→ **YOUR TASK**
Select and copy every line of the records that contains the word "white". Case counts.

Excerpts from a pointing dataset:
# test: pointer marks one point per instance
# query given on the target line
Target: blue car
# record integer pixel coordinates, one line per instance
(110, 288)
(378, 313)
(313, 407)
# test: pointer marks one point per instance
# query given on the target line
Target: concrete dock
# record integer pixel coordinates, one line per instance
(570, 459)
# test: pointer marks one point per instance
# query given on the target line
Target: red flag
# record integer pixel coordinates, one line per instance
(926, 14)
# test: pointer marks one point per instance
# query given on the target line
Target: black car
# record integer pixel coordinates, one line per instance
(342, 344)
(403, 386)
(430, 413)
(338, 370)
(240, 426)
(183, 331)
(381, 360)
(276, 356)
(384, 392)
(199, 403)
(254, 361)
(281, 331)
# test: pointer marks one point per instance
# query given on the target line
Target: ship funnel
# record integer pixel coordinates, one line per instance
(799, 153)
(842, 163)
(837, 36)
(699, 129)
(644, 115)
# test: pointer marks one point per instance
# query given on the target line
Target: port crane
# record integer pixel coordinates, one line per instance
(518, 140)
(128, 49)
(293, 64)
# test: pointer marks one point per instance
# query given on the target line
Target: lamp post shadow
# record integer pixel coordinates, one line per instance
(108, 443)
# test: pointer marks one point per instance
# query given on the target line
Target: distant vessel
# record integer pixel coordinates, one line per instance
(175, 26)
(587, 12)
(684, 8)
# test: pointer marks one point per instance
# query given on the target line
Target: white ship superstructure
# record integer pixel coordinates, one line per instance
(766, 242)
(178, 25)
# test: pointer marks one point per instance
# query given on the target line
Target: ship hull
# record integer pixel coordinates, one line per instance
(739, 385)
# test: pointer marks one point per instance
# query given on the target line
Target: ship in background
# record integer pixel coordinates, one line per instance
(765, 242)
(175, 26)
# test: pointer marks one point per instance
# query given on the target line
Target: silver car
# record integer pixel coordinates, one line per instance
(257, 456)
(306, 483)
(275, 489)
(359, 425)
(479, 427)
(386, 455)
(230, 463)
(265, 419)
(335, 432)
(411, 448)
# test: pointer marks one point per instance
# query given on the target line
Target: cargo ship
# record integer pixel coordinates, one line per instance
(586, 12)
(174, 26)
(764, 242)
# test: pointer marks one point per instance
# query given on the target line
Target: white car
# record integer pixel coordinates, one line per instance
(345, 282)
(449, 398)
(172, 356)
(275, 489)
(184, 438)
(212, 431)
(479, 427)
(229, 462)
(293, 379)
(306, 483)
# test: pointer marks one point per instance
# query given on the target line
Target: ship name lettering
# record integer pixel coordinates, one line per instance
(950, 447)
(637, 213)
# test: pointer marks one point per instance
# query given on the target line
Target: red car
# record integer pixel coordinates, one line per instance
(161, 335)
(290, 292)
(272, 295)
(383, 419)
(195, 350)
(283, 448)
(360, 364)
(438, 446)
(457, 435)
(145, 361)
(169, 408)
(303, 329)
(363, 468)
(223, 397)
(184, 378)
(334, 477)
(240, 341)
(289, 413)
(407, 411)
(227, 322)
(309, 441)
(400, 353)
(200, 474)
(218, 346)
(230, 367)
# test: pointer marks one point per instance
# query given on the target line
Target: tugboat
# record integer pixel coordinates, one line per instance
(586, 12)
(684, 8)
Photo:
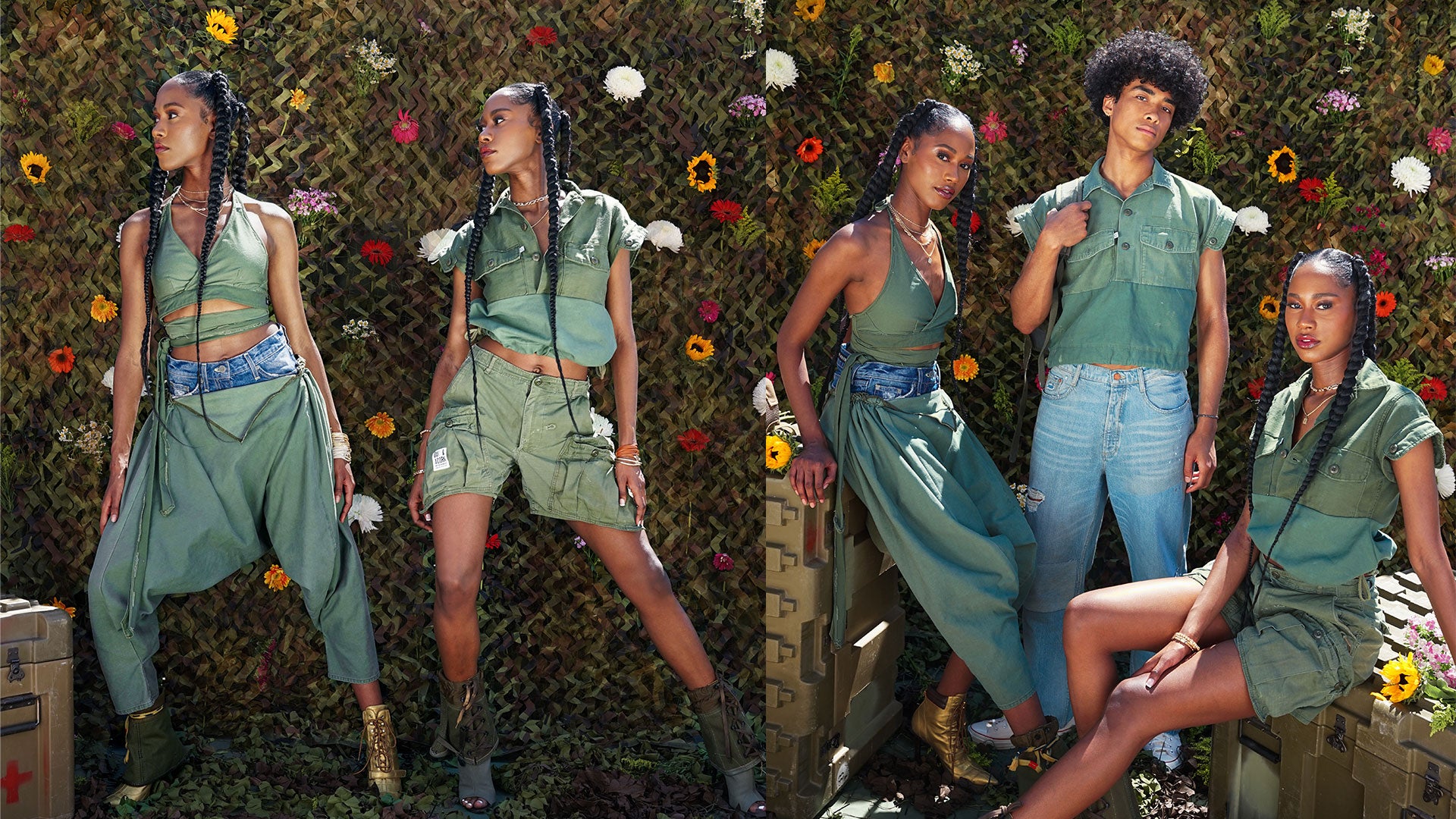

→ **PROBLEM SOLUTION**
Target: white ship superstructure
Target: white car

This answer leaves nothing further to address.